# taking sides - airbed vs sleeping mat



## ceepeebee (13 Aug 2012)

Hi, we're going off to France as a family next week, and we co-sleep with our youngest - we have a double airbed which is just a little small for the three of us, so I need either an airbed or a sleeping mat for me - I never sleep well on spongy airbeds - will I get a better night sleep on something like an Alpkit Dirtbag or Dozer? I know the mat will be better for bike-based adventures......


----------



## snorri (13 Aug 2012)

I had always found a few mm of foam sleeping mat to provide adequate comfort, but suspected the heat insulating capability was limited, ie I sometimes felt cold.. For my tour this summer I used an Exped Synmat UL7S which provided equal comfort with greatly improved heat insulation. The down side of the airbed is purchase price and the time taken to inflate, deflate and return it to its storage sack, although it takes up less space in its sack than a rolled up sleeping mat.
Your choice.


----------



## rikki (15 Aug 2012)

Airbeds are very cold to sleep on. 
You will need some insulation between the airbed and the ground, and probably some [extra] between you and the airmattress.


----------



## Berties (15 Aug 2012)

10cm self inflating mat, we have camped for years have had beds and mats and air beds , and now the self inflateing mats they are great,


----------



## slowmotion (15 Aug 2012)

I've got a 10 mm self-inflating mat that I chose for backpacking so I went for the lightest I could find. Surprisingly comfortable. If you are prepared to carry more weight, try a 25mm or 35mm one. They are cheaper than the thinner/lighter ones.
http://www.cotswoldoutdoor.com/inde.../products.detail/code/83120058/id_colour/1823


----------



## yello (15 Aug 2012)

I've used a Thermarest inflatable for many years and feel no need to replace or upgrade. Well pleased with it. Though I have to admit that on my most recent jaunt, I used two for extra comfort!


----------



## samid (15 Aug 2012)

Another vote for Thermarest, even the thinnest ones are quite comfortable IMHO.


----------



## CopperBrompton (15 Aug 2012)

When I camped a lot, I used a Thermarest - comfy and decent thermal insulation.


----------



## seashaker (16 Aug 2012)

I have got a couple of Alpkit self inflators. Have a small one which is 2.5cm thick and a full size which is about 3cm thick I believe. The quality of both are fantastic. I could not get on with the roll up foam mats and these are great. Would opt for something a little thicker if buying another one, the Dirtbag looks good value and the 5cm will be fine. one thing I will say, the mats are fairly chunky when rolled up so unless you get a smaller one imo it would not be suitable for bike touring. In the car no problemo!


----------



## bigjim (16 Aug 2012)

I found a thermarest heavy and cold.


----------



## ceepeebee (17 Aug 2012)

thanks for all your input folks, I've gone for an Alpkit Dirtbag in the end - everything I've had from them has been very decent and the price is definitely right. What we'll do is start on the double airbed, but, as usually happens, my back starts complaining I'll give the dirtbag a go. It's primarily for sub24s on the bike but it needs a good test... Fortunately the weather looks to be cracking so the heat aspect shouldn't be an issue this time around [touches wood]


----------



## steveindenmark (17 Aug 2012)

▶ _Instructions for the task_:
Copy word for word the stretch of the airbed thread from "I have got a" through "car no problemo!". Rely only on the airbed thread.

Excerpts from a point labeling dataset:
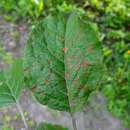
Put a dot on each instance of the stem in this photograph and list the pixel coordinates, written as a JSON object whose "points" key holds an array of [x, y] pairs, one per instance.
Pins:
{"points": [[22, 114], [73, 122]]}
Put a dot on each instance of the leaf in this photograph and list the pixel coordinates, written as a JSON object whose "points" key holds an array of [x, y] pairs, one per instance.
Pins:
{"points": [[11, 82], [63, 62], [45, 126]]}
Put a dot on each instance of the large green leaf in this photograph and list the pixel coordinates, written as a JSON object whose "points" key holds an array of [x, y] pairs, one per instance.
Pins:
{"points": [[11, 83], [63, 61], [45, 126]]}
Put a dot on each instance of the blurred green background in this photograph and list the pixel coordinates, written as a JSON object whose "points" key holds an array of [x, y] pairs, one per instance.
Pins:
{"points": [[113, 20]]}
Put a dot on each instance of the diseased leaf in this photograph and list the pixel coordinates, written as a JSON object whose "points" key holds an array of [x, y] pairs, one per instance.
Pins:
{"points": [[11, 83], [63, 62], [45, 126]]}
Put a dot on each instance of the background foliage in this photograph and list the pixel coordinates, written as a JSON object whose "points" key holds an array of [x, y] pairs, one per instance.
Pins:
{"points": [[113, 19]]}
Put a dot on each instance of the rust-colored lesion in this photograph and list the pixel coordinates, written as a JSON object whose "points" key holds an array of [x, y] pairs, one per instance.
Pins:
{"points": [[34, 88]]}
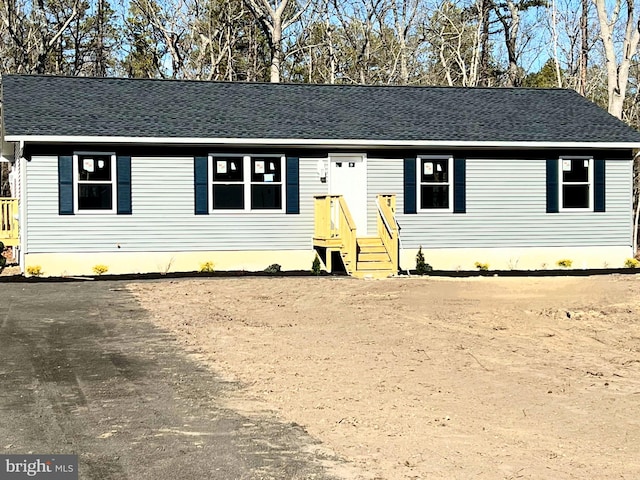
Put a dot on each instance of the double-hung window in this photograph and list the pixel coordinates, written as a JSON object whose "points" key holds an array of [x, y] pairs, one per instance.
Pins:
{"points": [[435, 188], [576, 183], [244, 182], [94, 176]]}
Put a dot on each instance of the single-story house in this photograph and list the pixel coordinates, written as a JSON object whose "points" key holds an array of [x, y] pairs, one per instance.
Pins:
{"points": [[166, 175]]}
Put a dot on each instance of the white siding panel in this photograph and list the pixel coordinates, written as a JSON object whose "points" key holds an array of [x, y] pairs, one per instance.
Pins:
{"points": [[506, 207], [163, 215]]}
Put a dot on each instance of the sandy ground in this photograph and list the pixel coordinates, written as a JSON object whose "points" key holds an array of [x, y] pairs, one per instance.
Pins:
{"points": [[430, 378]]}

▶ _Problem solution_:
I have got a couple of Alpkit self inflators. Have a small one which is 2.5cm thick and a full size which is about 3cm thick I believe. The quality of both are fantastic. I could not get on with the roll up foam mats and these are great. Would opt for something a little thicker if buying another one, the Dirtbag looks good value and the 5cm will be fine. one thing I will say, the mats are fairly chunky when rolled up so unless you get a smaller one imo it would not be suitable for bike touring. In the car no problemo!